-- BEGIN Passage --
MARSHALL - Courtney Voorhees will go to prison knowing she's been forgiven.

Voorhees, 29, of Cottonwood, was sentenced in Lyon County District Court in Marshall on Tuesday to 41 months in prison on charges of criminal vehicular homicide and criminal vehicular injury.

The parents of Morgan Leigh Cline, 17, of Kandiyohi, who was killed when Voorhees was driving drunk on Nov. 12 near Cottonwood, have forgiven Voorhees.

That forgiveness has given her life, Voorhees said in court Tuesday.

"I believe Morgan saved my life," Voorhees said. "I found sobriety. I found Christ and forgiveness."

"If Sheila and Ted had not forgiven Courtney, she would have killed herself," Voorhees' mother, Karen Geihl of Cottonwood, said after the sentencing hearing.

"The path she was on was gonna lead to her death," Voorhees' husband Lucas Voorhees said after the hearing. Voorhees has been sober for seven months and is active in leading alcohol anonymous groups as well as sharing the forgiveness story along with Cline's parents, Sheila Cline Bass and Ted Bass, of Kandiyohi.

Voorhees and Sheila Cline Bass and Ted Bass have shared their story in Cottonwood and Willmar and are willing to continue to share it to help others.

Their story is one rarely told in the courtroom or publicly, the two lawyers involved in the case said.

"It is remarkable," said public defender Stephen Ferrazzano, Voorhees' lawyer. "I don't know, for something like this, there isn't words for it. I hardly ever see it. I very rarely, if at all, see compassion and forgiveness given to my clients."

"You don't see this," prosecutor Lyon County Attorney Rick Maes said.

Bass Cline read an victim impact statement in court in which said "there is no recompense for the loss of a child, especially one that was so promising."

Yet her daughter's personality and Christian faith prompted her to reach out to those who were hurting, Cline Bass said.
-- END Passage --
-- BEGIN Material provided --
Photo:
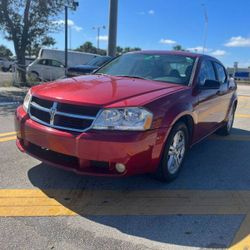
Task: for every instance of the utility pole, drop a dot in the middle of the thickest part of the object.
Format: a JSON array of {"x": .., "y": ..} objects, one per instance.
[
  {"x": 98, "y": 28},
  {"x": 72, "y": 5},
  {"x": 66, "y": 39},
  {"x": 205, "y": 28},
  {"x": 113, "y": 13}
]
-- END Material provided --
-- BEGIN Material provided --
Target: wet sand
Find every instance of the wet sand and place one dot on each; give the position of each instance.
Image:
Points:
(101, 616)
-- END Material provided --
• **Requirement**
Please decide whether each statement below agrees with the sentencing article, and answer yes or no with the deciding words quoted from it.
1. Voorhees received a prison sentence of 41 months.
2. Voorhees has been sober for seven months.
3. Morgan Leigh Cline was 19 years old.
The records have no connection to the text.

• **Answer**
1. Yes: "sentenced in Lyon County District Court in Marshall on Tuesday to 41 months in prison"
2. Yes: "Voorhees has been sober for seven months"
3. No: "Morgan Leigh Cline, 17, of Kandiyohi"